**Problem**
The reply must reproduce each line below exactly.

Records from a data collection
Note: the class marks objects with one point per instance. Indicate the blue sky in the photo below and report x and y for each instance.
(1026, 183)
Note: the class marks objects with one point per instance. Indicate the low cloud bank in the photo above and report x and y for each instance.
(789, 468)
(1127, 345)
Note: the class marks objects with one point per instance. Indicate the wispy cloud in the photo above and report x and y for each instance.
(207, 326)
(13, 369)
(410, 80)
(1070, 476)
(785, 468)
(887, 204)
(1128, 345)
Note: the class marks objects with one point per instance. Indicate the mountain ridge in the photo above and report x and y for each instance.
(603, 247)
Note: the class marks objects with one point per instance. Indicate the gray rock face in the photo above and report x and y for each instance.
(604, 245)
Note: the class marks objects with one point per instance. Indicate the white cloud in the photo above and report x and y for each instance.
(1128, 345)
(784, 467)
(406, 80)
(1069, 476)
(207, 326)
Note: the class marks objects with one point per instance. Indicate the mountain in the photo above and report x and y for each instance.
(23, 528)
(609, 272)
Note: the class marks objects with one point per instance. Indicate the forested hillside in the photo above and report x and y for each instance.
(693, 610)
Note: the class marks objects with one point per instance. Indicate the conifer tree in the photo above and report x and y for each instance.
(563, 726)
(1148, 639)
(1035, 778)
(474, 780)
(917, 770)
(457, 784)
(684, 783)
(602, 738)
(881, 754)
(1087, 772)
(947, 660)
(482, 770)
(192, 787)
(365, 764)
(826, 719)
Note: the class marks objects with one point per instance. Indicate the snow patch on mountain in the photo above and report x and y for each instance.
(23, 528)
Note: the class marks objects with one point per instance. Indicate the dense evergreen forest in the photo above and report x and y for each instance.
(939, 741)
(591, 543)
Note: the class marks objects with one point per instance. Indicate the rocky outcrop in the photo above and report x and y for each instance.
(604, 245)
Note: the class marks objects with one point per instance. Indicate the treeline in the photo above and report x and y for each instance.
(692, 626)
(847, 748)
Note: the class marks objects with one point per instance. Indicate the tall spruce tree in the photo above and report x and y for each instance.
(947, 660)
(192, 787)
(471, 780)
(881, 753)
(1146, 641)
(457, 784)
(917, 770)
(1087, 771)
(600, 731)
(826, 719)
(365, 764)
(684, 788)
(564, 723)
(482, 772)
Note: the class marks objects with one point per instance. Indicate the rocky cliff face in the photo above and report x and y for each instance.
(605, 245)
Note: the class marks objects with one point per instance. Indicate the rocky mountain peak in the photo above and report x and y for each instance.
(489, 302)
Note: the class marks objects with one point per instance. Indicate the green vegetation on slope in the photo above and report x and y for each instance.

**Answer area**
Note: the class marks objects with one point per instance. Indicate the blue sky in the photo below and report x and y for each instance.
(1026, 183)
Note: the class marks objects with one point per instance. Indicate the low cloud bank in the photo above and report x and y for each instance.
(789, 468)
(1127, 345)
Note: the class marks objects with one point per instance. Indicate the wispy cloud in the photo above and report x and y for each instance.
(207, 326)
(13, 369)
(410, 80)
(1070, 476)
(785, 468)
(887, 204)
(1128, 345)
Note: the class marks objects with one point per instance. Indicate the mountain ridge in the photo above and report x and y for each instance.
(603, 247)
Note: the class marks objects with one point per instance. Indicate the gray rock face in the photo above and report x and y for each instance.
(604, 245)
Note: the class marks objects with one point per instance. Indicate the white cloud in the photo above and report x and y for each instance.
(1128, 345)
(784, 467)
(406, 80)
(1069, 476)
(207, 326)
Note: the class marks objects with one point per instance. Indicate the mountain in the photo above and report x and y for each instance.
(23, 528)
(609, 272)
Note: the class marks objects with one point per instance. Indicate the forested hillside in the photo above and report x and y for each instance.
(693, 610)
Note: the class marks objects with one point per instance. Indicate the conifer tree in the photo above and report x and y for each instance.
(563, 726)
(1148, 639)
(1035, 778)
(474, 780)
(917, 770)
(457, 784)
(684, 783)
(602, 738)
(881, 754)
(1087, 772)
(947, 660)
(482, 770)
(192, 787)
(365, 764)
(826, 719)
Note: the class marks objects with one point per instance. Indicate the snow patch on mountain in the photo above and report x and y for each instance.
(23, 528)
Note: the class marks objects with one point per instance. Indicate the dense evergreen forest in the photo above and report x and y for each instance.
(939, 741)
(591, 543)
Note: the class marks objects with one point per instance. Indicate the rocky outcrop in the photo above and report x and y for each instance.
(604, 245)
Note: the class marks objects with one point per instance. Indicate the treeline in the photo above and report x and y for each instance.
(692, 626)
(847, 748)
Note: the class marks objects with one point per instance. Indicate the tall spruce tree in the photo above and report x and y for each instance.
(947, 660)
(192, 787)
(471, 780)
(881, 753)
(1146, 641)
(457, 784)
(917, 770)
(1087, 771)
(600, 731)
(826, 719)
(365, 764)
(684, 788)
(564, 723)
(482, 772)
Note: the class marks objects with one point per instance. Indicate the rocky cliff face in the photo above and report x and y for each instance.
(605, 245)
Note: the class marks objects with one point per instance. Indicate the rocky mountain peak in the photo above and report x and y for each instance.
(489, 302)
Note: the class marks objects with one point per instance. Indicate the green vegetation on slope in the photo above and report x and y for each instance.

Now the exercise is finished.